CONSIGNE
Dressez la liste de toutes les personnes désignées par leur prénom et leur nom dans l'extrait du document ci-dessous.

EXTRAIT DU DOCUMENT
● ● ● ● ●

#21
Dans ce numéro :
→ L’Université de la Pluralité : mobiliser nos imaginaires pour explorer d’autres futures
→ Et si le What If était un outil d’historien ?
→ En bref
Lorsque je fais de la veille, j’ai la mauvaise habitude de laisser mes onglets de navigateur ouverts. Je passe ainsi de texte en texte inspirant (ou pas), de vidéo en vidéo, de son en son, d’image en image. Je me retrouve, en fin de journée avec quelques centaines de pages ouvertes et plein d’idées que je note dans mon petit jardin numérique.
En ce début de semaine, mes pérégrinations virtuelles m’ont ramené vers l’essai de Corinne Morel-Darleux, Plutôt couler en beauté que flotter sans grâce, qui traînait sur ma PàL depuis un an. Je l’ai fini en une nuit. Dans cet essai, à la fois littéraire, engagé, parfois philosophique, éminemment politique et écologique, l’auteure livre une réflexion sur notre rapport au sensible, doute notre capacité à restaurer notre dignité du présent et le refus de parvenir pour éviter le naufrage annoncé.
Elle y questionne notre quotidien, convoque à notre chevet Les Racines du Ciel de Romain Gary, La Disparition des Lucioles de Pier Paolo Pasolini, tout en invoquant les aventures du navigateur Bernard Moitessier, qui, en 1989, proche de gagner le premier Globe Challenge, refusa de franchir la ligne, pour fuir la société de consommation. Cet essai n’est pas un réquisitoire aride, bien au contraire.

● ● ● ● ●

DONNÉES ENREGISTRÉES
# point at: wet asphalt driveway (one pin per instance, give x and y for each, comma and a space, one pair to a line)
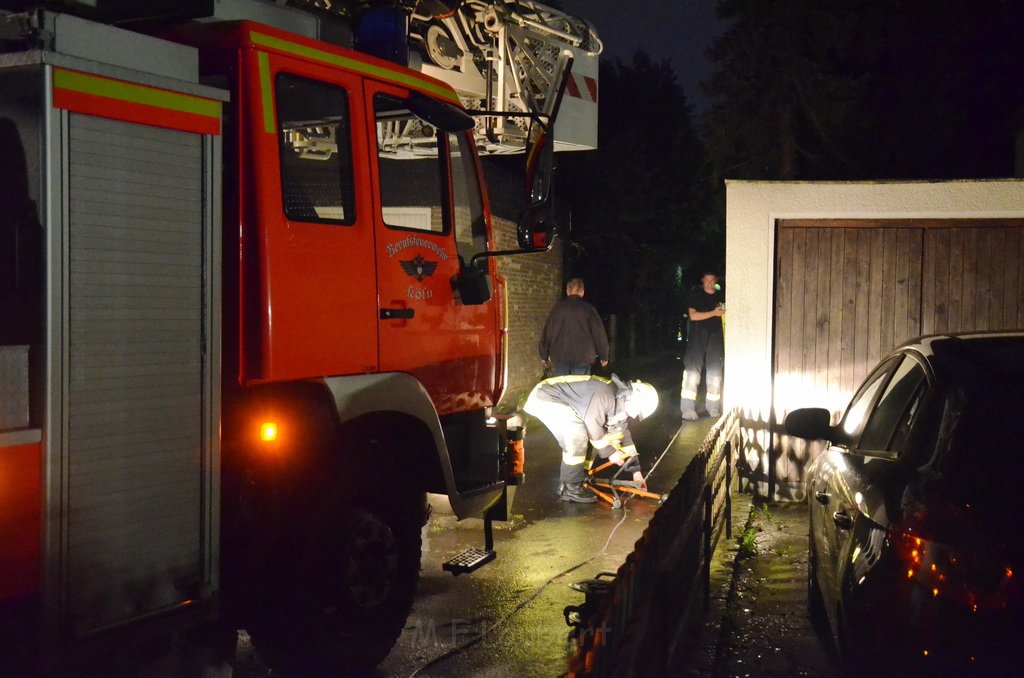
507, 619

● ● ● ● ●

RÉPONSE
- Corinne Morel-Darleux
- Romain Gary
- Pier Paolo Pasolini
- Bernard Moitessier